>> begin
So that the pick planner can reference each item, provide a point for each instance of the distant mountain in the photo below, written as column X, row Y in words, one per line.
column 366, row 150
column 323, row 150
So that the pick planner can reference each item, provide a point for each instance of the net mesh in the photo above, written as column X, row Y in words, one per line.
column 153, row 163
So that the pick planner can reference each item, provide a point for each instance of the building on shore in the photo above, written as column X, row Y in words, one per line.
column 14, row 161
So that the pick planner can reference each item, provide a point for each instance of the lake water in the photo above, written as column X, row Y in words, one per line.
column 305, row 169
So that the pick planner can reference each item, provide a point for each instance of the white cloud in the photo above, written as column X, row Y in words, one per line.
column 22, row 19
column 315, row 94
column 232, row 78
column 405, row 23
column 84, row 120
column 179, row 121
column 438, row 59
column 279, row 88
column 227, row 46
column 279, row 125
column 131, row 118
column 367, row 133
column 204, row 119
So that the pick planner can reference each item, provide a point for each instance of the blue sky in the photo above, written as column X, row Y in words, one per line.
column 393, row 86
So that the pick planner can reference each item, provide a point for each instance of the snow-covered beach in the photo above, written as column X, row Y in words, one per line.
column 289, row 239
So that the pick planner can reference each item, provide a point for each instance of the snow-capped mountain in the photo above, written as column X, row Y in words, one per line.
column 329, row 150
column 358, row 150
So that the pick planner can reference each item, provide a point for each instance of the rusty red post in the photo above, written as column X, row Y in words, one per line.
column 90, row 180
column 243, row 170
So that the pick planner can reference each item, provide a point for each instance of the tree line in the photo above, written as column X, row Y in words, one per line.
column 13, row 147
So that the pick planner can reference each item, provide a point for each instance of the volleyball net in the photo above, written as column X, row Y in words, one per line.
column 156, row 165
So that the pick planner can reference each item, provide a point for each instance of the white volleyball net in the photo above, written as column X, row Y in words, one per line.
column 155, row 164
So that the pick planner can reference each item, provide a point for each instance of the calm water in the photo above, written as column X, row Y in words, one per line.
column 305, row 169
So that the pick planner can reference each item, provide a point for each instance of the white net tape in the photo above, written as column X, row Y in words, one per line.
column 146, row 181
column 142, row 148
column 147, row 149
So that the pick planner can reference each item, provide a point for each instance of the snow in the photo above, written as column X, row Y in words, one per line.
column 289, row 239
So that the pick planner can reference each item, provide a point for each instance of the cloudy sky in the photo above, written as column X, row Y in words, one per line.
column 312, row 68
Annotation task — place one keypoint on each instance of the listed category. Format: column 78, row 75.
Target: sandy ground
>> end
* [Goal] Convert the stretch from the start of the items through the line containing "column 323, row 150" into a JSON list of strings, with one string per line and blank lines left out.

* [Written response]
[
  "So that the pick planner can reference each item, provide a point for each instance of the distant mountain in the photo below, written as column X, row Y in words, one per line.",
  "column 366, row 150",
  "column 323, row 150"
]